» GOAL
Provide the data again in its entirety, exactly as given.
+--
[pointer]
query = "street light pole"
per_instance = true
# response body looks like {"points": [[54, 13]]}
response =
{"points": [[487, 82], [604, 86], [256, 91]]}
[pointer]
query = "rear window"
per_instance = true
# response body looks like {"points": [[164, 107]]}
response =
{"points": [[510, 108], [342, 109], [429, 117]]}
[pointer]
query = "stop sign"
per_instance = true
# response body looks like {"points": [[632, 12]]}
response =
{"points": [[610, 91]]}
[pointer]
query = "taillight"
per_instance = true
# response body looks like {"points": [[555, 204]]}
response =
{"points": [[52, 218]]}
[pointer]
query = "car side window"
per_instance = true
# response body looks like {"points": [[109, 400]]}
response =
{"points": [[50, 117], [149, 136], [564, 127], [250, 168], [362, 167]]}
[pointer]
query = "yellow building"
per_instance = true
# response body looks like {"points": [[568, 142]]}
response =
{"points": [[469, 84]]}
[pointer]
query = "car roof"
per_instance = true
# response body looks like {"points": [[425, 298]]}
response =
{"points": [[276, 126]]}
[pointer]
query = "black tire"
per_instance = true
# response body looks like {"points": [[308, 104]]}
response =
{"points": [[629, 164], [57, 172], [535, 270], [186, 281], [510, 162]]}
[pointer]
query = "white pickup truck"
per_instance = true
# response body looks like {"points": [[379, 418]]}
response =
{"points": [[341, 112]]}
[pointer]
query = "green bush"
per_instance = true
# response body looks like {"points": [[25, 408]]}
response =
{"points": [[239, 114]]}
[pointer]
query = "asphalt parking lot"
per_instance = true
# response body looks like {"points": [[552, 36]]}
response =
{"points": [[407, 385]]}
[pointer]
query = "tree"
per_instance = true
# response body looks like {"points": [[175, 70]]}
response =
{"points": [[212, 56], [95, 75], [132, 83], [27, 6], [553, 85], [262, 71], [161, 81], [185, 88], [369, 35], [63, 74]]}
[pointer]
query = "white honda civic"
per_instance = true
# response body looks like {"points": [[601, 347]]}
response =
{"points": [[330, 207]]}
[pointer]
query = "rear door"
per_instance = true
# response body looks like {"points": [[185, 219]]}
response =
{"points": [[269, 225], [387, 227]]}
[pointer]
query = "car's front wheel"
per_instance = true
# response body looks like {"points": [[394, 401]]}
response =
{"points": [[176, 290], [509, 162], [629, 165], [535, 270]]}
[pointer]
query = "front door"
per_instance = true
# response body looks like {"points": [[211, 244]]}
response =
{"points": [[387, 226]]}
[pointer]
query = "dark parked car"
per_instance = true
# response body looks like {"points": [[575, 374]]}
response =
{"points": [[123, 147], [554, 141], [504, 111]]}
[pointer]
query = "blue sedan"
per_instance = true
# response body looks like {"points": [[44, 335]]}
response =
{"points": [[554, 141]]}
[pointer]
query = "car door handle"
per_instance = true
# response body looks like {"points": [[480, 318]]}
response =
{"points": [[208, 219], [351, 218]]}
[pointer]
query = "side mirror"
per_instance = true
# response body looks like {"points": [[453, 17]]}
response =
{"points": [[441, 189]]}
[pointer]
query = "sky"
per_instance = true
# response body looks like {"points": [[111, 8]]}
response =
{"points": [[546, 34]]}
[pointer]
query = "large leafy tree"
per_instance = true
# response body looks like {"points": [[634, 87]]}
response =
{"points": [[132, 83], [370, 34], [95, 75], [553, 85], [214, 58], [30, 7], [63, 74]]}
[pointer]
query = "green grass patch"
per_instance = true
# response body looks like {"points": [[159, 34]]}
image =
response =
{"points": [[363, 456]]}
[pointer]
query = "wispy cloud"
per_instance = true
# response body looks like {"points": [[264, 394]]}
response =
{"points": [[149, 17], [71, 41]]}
+--
» SOLUTION FOR THIS TASK
[pointer]
query = "street light pole"
per_instance = true
# response body looks like {"points": [[54, 13]]}
response =
{"points": [[487, 82], [604, 86], [256, 91]]}
[pointer]
query = "rear window"
per_instance = true
# response body looks like {"points": [[164, 107]]}
response =
{"points": [[510, 108], [342, 109], [429, 117]]}
[pointer]
query = "stop sign"
per_instance = true
# response body looks like {"points": [[632, 12]]}
response =
{"points": [[610, 91]]}
[pointer]
query = "taillight"
per_instance = true
# response body looks like {"points": [[555, 204]]}
response =
{"points": [[52, 218]]}
[pointer]
query = "car side window"
per_instance = true
# response body looks like {"points": [[109, 400]]}
response =
{"points": [[50, 117], [149, 136], [564, 127], [250, 168], [362, 167]]}
[pointer]
query = "yellow building"
per_instance = true
# response body looks like {"points": [[568, 142]]}
response =
{"points": [[469, 84]]}
[pointer]
query = "car roof"
per_instance = true
# response body looks like {"points": [[425, 298]]}
response =
{"points": [[276, 126]]}
[pointer]
query = "black tire"
per_instance = true
# response body looks like {"points": [[308, 104]]}
response =
{"points": [[629, 164], [57, 172], [535, 270], [186, 281], [510, 162]]}
[pointer]
query = "white pickup truck"
per_instance = true
# response body looks like {"points": [[379, 418]]}
response =
{"points": [[341, 112]]}
[pointer]
query = "green bush"
per_instance = true
# response body looks like {"points": [[25, 408]]}
response =
{"points": [[239, 114]]}
[pointer]
query = "asphalt parking lot"
per_instance = true
# response body looks like {"points": [[552, 36]]}
response =
{"points": [[407, 385]]}
[pointer]
query = "tree"
per_instance = true
# response body looks like {"points": [[175, 70]]}
response =
{"points": [[212, 56], [95, 75], [132, 83], [27, 6], [553, 85], [262, 71], [161, 81], [185, 88], [369, 35], [63, 74]]}
[pointer]
query = "white honda civic"
per_instance = true
# response body looks like {"points": [[601, 347]]}
response =
{"points": [[330, 207]]}
[pointer]
query = "rear door"
per_instance = true
# response body looks like {"points": [[185, 219]]}
response =
{"points": [[269, 225], [387, 227]]}
[pointer]
query = "car's front wheel"
per_instance = true
# response body looks like {"points": [[394, 401]]}
response =
{"points": [[176, 290], [509, 162], [629, 165], [535, 270]]}
[pointer]
query = "front door"
per_instance = true
# response body looks like {"points": [[211, 244]]}
response =
{"points": [[387, 226]]}
[pointer]
query = "dark parked car"
per_instance = true
# response body looks like {"points": [[575, 374]]}
response =
{"points": [[123, 147], [554, 141], [504, 111]]}
[pointer]
query = "blue sedan"
per_instance = true
# response body looks like {"points": [[44, 335]]}
response =
{"points": [[554, 141]]}
[pointer]
query = "car door handle"
per_instance = true
# response body looks like {"points": [[480, 318]]}
response =
{"points": [[208, 219], [351, 218]]}
[pointer]
query = "side mirror"
per_instance = true
# response body looks like {"points": [[453, 17]]}
response =
{"points": [[441, 189]]}
[pointer]
query = "sky"
per_instance = true
# response body looks like {"points": [[111, 8]]}
response =
{"points": [[546, 34]]}
[pointer]
query = "large leafy tree"
per_instance = true
# response body looks like {"points": [[634, 87]]}
response =
{"points": [[132, 83], [370, 34], [95, 75], [553, 85], [214, 58], [30, 7], [63, 74]]}
[pointer]
query = "green grass patch"
per_instance = true
# response body looks like {"points": [[159, 34]]}
image =
response =
{"points": [[363, 456]]}
[pointer]
query = "wispy cloud"
per_instance = true
# response body looks like {"points": [[264, 394]]}
response =
{"points": [[149, 17], [71, 41]]}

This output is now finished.